Rows from a pointing dataset:

• • •

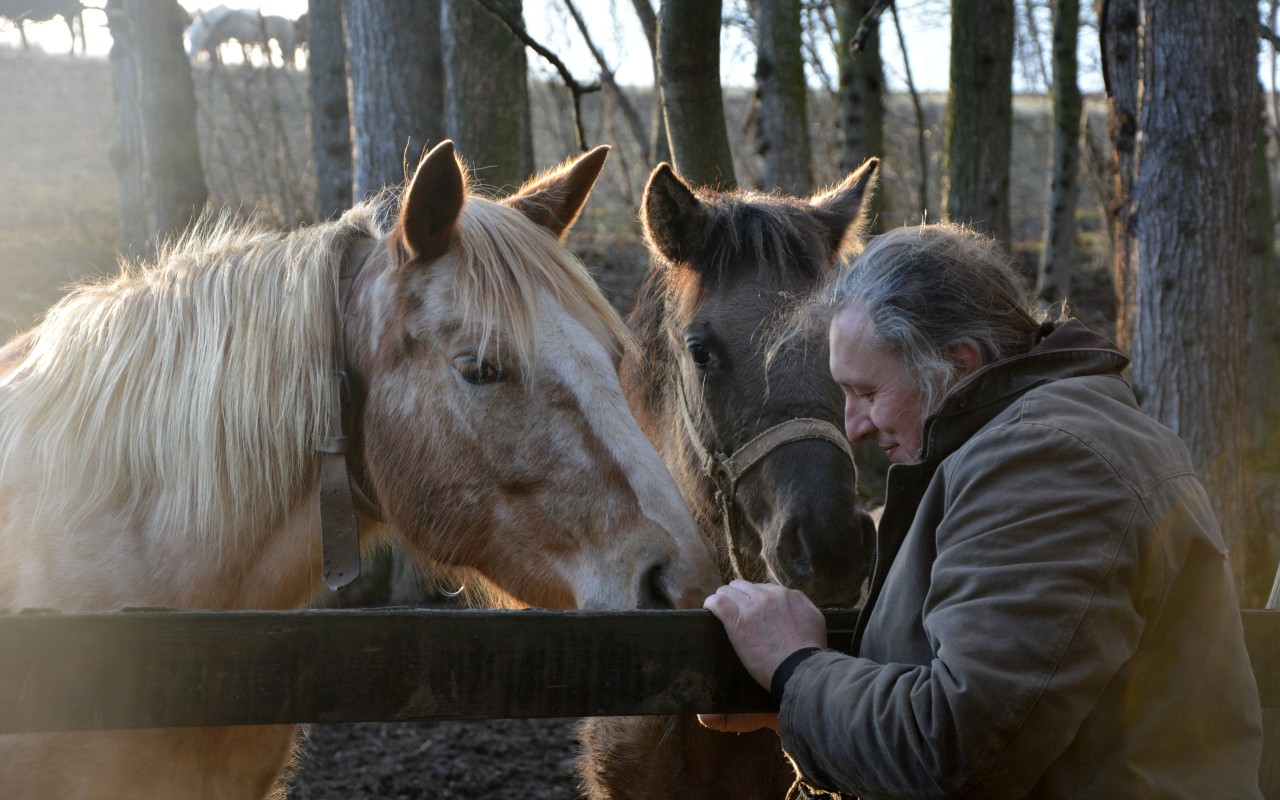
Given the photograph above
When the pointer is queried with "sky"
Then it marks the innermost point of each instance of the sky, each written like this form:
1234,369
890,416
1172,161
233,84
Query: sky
613,27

• • •

WORK INSTRUCTIONS
Print the text of every record above word for word, with each line kept as it appears. Leave the pictures out.

EXERCISE RESULT
Given the photograph above
When the pointer is queried with "sky"
Then it marks the innermost point of each instance of the sky, each written like this form:
1234,369
890,416
1172,161
233,84
Query: sky
613,27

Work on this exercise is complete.